- _WHAT IS EXPECTED_:
Print all the records exactly, please.

- _DATA SUPPLIED_:
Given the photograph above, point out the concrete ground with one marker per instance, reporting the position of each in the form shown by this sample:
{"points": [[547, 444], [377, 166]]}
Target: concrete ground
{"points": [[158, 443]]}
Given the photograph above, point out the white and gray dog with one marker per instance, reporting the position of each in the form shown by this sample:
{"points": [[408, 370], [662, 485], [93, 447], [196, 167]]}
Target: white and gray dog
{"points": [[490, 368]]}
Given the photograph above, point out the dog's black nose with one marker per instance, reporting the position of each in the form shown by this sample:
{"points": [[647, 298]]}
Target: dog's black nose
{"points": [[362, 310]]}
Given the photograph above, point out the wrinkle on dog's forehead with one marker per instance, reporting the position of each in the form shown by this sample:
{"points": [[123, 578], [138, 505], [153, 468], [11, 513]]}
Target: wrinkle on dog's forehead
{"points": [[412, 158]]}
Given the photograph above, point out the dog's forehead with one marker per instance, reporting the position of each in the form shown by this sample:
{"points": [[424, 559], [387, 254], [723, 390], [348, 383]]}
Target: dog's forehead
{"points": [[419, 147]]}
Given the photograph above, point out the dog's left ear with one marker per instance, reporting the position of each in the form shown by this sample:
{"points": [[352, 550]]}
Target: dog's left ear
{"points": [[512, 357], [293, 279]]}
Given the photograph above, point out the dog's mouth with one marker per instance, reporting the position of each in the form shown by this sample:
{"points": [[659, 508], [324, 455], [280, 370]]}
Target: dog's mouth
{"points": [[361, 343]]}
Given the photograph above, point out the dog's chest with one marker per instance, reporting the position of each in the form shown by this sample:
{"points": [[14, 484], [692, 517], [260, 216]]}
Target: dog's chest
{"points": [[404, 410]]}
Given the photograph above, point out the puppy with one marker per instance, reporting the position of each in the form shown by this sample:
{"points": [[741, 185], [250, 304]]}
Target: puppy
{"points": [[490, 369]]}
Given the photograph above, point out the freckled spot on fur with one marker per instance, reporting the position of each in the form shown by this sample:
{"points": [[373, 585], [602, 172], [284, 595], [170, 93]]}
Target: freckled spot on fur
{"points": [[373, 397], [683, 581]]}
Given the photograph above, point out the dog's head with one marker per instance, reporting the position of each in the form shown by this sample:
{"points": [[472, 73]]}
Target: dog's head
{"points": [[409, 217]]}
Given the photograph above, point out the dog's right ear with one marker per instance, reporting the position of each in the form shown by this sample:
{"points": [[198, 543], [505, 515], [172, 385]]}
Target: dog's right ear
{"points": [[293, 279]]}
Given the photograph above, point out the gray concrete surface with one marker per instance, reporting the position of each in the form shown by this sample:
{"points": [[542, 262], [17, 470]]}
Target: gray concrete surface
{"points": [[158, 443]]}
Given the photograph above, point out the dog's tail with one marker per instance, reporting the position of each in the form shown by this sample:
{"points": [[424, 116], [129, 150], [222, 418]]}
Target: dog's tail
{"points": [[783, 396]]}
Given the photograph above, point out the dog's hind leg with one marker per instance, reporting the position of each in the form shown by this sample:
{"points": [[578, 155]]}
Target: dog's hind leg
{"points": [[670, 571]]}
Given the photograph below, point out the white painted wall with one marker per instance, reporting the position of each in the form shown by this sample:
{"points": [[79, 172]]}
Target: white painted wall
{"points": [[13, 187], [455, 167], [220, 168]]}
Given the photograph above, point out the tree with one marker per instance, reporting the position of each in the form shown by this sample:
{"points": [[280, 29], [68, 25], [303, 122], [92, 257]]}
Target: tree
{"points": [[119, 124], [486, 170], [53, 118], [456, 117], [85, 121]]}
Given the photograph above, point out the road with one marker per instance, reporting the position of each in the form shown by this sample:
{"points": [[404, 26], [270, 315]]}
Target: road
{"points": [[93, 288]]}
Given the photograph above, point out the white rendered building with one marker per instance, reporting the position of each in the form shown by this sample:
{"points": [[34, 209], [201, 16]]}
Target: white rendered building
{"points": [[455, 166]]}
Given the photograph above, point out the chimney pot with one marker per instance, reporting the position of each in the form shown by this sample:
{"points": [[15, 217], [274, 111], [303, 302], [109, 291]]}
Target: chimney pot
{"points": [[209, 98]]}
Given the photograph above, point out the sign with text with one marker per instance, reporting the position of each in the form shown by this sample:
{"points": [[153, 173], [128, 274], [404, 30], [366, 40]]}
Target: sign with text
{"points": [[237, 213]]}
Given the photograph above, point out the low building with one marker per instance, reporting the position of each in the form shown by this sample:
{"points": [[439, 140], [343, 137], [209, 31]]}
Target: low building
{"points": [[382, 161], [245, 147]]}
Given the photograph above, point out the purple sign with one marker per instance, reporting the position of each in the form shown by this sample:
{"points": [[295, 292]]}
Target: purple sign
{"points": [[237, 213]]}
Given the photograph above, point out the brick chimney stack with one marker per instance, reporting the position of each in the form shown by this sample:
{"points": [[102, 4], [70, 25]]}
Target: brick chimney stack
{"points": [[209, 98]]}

- _RESULT FOR THIS TASK_:
Given the photograph above, point out the concrete ground with one marker per instance, reporting the position of each in the form shown by this sample:
{"points": [[547, 444], [377, 166]]}
Target: concrete ground
{"points": [[158, 443]]}
Given the photograph above, point out the white and gray dog with one marker per instance, reporting the position of each in the form shown by this sample:
{"points": [[408, 370], [662, 485], [93, 447], [196, 167]]}
Target: white and gray dog
{"points": [[490, 368]]}
Given the photograph above, point out the dog's black nose with one marker per instance, reporting the position of each in the form shown by this sample:
{"points": [[647, 298]]}
Target: dog's black nose
{"points": [[362, 310]]}
Given the photograph above, point out the wrinkle on dog's forehead with one marker per instance, reporting the position of each in the form shown by this sample:
{"points": [[123, 578], [138, 505], [153, 468], [11, 513]]}
Target: wrinkle on dog's forehead
{"points": [[412, 158]]}
Given the photograph above, point out the dog's forehead with one marker per instance, reporting the position of each in the form shown by this sample:
{"points": [[424, 559], [387, 254], [723, 390], [348, 383]]}
Target: dog's forehead
{"points": [[419, 147]]}
Given the photograph above, point out the dog's left ear with one marker per instance, reporting the position of each in the form shown by this sample:
{"points": [[352, 550]]}
Target: dog's left ear
{"points": [[512, 357], [293, 279]]}
Given the photograph above, point out the dog's mouth with one marker per instance, reporting the position of each in the form shown by this sample:
{"points": [[659, 508], [324, 455], [280, 370]]}
Target: dog's mouth
{"points": [[361, 343]]}
Given the photograph above, point out the dog's chest with one marker per instance, reporting the position of each in the form shown by this sample:
{"points": [[14, 484], [692, 517], [260, 216]]}
Target: dog's chest
{"points": [[404, 410]]}
Given the photograph above, point out the puppy with one marker per instance, reporting the position of each in the form shown by this sample:
{"points": [[741, 185], [250, 304]]}
Target: puppy
{"points": [[490, 369]]}
Given the photograph above, point out the freckled spot on fur with one marker per instance, reporting the position of each in the form shown by this sample:
{"points": [[373, 585], [602, 172], [284, 595], [170, 93]]}
Target: freckled spot on fur
{"points": [[373, 397], [683, 581]]}
Given the photograph above, point out the dog's head with one marker per instance, reporting the position of each in the form shown by this sample:
{"points": [[472, 73]]}
Target: dog's head
{"points": [[409, 217]]}
Given the photograph above, point out the dog's right ear with one marker per instance, reporting the position of each in the form shown by this sample:
{"points": [[198, 543], [505, 515], [172, 385]]}
Target: dog's right ear
{"points": [[293, 279]]}
Given the photograph above, point out the gray concrete surface with one marker per instance, reporting the position of each in the form shown by this sample:
{"points": [[542, 262], [17, 470]]}
Target: gray concrete surface
{"points": [[158, 443]]}
Given the photograph above, point out the dog's tail with one marker per instance, reporting the position of each in the form shown by this sample:
{"points": [[424, 116], [129, 150], [222, 418]]}
Target: dog's tail
{"points": [[783, 396]]}
Given the photograph above, point out the dog's hind leg with one marker per instance, reporting the position of each in the form shown by this sample:
{"points": [[578, 155]]}
Target: dog's hind leg
{"points": [[670, 571]]}
Given the photograph below, point out the white painted wall with one marker per instance, reporting the position of each in the form shown by this sample:
{"points": [[79, 172]]}
Target: white painted wall
{"points": [[13, 187], [455, 167], [220, 168]]}
Given the photograph above, point out the tree with one marker per instance, reporting the position of each in the form shown by this sample:
{"points": [[280, 29], [68, 25], [303, 122], [92, 257]]}
Target: tree
{"points": [[119, 124], [486, 170], [53, 118], [456, 117], [85, 121]]}
Given the photograph above, point out the road with one marker per instance, reporting the position of each in the form shown by this sample:
{"points": [[404, 26], [270, 315]]}
Target: road
{"points": [[93, 288]]}
Given the photograph above, point out the white rendered building with one marker per instance, reporting the position of each in the form shown by this sample:
{"points": [[34, 209], [201, 16]]}
Target: white rendered building
{"points": [[455, 166]]}
Given the photograph above, point out the chimney pot with one marker per instance, reporting the position of each in the form shown by this sample:
{"points": [[15, 217], [274, 111], [303, 302], [109, 291]]}
Target: chimney pot
{"points": [[209, 98]]}
Given the photograph above, point out the sign with text with one marker per instance, reporting the position of each in the form shown by this sample:
{"points": [[153, 173], [128, 274], [404, 30], [366, 40]]}
Target: sign with text
{"points": [[237, 213]]}
Given the photograph above, point out the low building with one marker per instance, reporting the position of each in the form shown by this sample:
{"points": [[439, 140], [343, 137], [209, 31]]}
Target: low building
{"points": [[382, 161], [245, 147]]}
Given the photograph above, point out the purple sign with one marker per instance, reporting the position of each in the form shown by this sample:
{"points": [[295, 292]]}
Target: purple sign
{"points": [[237, 213]]}
Given the photograph above, point out the brick chimney stack with one marker per instance, reporting the position of each in the form shown by this sample:
{"points": [[102, 4], [70, 25]]}
Target: brick chimney stack
{"points": [[209, 98]]}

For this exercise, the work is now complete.